→ **Work required**
Copy out exactly every line from the line containing "of the tomato" until the records below end, inclusive of both boundary lines.

+++ Task inputs

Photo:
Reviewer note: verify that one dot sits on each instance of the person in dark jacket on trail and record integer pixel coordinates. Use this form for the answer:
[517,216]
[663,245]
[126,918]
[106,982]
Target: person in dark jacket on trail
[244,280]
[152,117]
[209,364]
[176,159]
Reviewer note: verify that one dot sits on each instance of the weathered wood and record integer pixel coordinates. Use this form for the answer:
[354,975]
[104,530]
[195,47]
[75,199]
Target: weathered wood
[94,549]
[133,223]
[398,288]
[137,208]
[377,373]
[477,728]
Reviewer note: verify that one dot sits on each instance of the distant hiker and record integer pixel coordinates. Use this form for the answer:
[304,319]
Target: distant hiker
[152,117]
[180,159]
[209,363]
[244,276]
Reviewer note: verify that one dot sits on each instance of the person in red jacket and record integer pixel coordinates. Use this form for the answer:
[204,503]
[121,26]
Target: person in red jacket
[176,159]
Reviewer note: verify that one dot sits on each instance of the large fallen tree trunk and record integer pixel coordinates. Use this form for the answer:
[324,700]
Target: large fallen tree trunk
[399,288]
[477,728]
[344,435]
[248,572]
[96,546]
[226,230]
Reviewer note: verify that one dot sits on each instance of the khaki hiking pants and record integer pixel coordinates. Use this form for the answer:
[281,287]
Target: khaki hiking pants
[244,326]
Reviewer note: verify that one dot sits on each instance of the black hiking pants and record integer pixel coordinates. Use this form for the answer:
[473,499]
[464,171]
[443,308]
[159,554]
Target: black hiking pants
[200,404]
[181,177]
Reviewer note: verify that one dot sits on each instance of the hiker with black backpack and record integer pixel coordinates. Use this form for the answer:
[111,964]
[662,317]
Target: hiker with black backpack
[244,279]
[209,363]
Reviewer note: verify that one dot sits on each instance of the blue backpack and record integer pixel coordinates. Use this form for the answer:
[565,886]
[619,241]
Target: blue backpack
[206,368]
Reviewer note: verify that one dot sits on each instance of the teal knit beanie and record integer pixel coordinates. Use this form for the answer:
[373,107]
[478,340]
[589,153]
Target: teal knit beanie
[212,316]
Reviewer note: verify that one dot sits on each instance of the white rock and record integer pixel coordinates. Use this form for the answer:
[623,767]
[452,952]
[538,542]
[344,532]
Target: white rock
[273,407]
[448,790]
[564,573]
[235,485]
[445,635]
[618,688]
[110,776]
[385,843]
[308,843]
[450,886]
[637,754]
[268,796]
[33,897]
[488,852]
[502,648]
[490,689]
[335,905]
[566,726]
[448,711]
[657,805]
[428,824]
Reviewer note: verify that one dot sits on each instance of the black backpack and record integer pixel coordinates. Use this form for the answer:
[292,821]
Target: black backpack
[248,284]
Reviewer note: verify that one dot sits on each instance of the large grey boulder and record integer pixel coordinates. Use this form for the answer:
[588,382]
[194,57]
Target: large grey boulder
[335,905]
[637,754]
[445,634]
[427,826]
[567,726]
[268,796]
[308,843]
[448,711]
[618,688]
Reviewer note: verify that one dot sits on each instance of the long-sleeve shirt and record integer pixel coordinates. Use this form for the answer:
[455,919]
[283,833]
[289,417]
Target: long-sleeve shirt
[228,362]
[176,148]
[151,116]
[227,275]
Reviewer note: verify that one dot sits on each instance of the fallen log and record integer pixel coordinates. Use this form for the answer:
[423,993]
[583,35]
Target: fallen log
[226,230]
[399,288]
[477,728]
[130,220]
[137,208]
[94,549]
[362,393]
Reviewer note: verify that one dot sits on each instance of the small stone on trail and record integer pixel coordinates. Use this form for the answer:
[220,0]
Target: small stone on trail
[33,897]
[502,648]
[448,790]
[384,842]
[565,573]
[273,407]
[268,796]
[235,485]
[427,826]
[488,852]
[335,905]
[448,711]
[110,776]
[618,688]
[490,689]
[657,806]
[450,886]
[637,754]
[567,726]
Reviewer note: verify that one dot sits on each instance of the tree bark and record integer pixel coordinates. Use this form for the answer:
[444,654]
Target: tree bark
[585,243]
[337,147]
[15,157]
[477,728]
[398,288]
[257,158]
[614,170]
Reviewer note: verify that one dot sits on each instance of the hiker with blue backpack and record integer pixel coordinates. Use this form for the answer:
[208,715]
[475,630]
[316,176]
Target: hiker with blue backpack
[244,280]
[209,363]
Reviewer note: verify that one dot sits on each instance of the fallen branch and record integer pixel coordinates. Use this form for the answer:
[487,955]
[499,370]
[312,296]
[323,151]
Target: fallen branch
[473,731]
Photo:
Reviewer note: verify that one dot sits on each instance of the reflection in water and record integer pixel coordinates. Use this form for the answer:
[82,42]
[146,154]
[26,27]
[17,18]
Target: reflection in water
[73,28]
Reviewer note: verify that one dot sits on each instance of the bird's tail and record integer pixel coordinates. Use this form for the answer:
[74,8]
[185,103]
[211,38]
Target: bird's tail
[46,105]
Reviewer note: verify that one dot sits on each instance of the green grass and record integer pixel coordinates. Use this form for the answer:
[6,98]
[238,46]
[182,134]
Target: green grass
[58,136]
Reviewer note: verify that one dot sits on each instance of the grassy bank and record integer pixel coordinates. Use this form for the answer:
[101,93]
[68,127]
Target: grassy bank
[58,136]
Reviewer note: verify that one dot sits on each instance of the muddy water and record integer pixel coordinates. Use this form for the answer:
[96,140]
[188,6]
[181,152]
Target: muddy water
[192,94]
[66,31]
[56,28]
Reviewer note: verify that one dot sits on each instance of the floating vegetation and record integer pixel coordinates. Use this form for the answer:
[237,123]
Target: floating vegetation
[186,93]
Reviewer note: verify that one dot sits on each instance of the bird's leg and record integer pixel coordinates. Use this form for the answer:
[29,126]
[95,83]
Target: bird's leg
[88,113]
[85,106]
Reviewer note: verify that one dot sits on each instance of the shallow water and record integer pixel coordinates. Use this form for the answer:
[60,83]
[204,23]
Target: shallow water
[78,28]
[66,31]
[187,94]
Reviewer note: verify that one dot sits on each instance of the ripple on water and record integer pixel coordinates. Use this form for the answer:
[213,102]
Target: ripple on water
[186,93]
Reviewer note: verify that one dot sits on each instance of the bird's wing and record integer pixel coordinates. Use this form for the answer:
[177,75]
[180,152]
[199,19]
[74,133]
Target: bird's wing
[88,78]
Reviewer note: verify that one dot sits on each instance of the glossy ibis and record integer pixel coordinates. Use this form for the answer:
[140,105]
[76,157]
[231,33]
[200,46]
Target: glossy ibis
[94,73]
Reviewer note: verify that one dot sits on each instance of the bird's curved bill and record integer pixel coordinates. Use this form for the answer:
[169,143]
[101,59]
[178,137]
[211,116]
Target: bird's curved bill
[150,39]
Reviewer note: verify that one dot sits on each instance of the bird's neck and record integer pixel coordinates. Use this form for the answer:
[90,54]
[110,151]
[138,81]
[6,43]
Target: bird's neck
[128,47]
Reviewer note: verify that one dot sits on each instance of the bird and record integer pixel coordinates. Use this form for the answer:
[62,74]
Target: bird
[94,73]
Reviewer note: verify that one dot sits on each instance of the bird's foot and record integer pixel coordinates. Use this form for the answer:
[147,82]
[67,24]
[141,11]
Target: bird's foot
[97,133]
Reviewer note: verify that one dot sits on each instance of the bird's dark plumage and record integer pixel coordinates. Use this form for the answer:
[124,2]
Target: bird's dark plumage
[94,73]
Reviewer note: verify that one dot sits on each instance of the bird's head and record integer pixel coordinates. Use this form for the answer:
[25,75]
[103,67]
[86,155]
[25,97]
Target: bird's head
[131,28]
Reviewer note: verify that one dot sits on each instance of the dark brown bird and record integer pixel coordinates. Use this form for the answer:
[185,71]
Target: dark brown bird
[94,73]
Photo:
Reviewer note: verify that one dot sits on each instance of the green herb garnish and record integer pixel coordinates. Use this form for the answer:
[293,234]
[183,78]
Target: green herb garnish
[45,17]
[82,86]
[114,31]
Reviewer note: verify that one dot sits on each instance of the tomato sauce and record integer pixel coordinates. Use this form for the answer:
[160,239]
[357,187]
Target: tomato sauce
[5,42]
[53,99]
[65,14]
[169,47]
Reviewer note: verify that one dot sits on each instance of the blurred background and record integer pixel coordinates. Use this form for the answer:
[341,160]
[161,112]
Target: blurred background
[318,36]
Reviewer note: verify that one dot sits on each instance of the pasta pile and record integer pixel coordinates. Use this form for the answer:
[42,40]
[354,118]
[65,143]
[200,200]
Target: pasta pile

++++++

→ **Answer to the exercise**
Reviewer note: verify that one dot sits on each instance of the tomato sauce and record integer pixel coordinates. Use this form for the answer:
[160,239]
[357,187]
Target: tomato sauce
[5,42]
[53,99]
[65,14]
[169,47]
Reviewer note: verify that one dot sits on each instance of the blurred background and record integer pixel coordinates. Use this form for the answer:
[341,160]
[161,112]
Target: blurred background
[318,36]
Reviewer note: verify that one dot sits on each instance of the pasta pile and record integer pixel coordinates. Use this form for the answer:
[42,40]
[354,118]
[65,143]
[200,200]
Target: pasta pile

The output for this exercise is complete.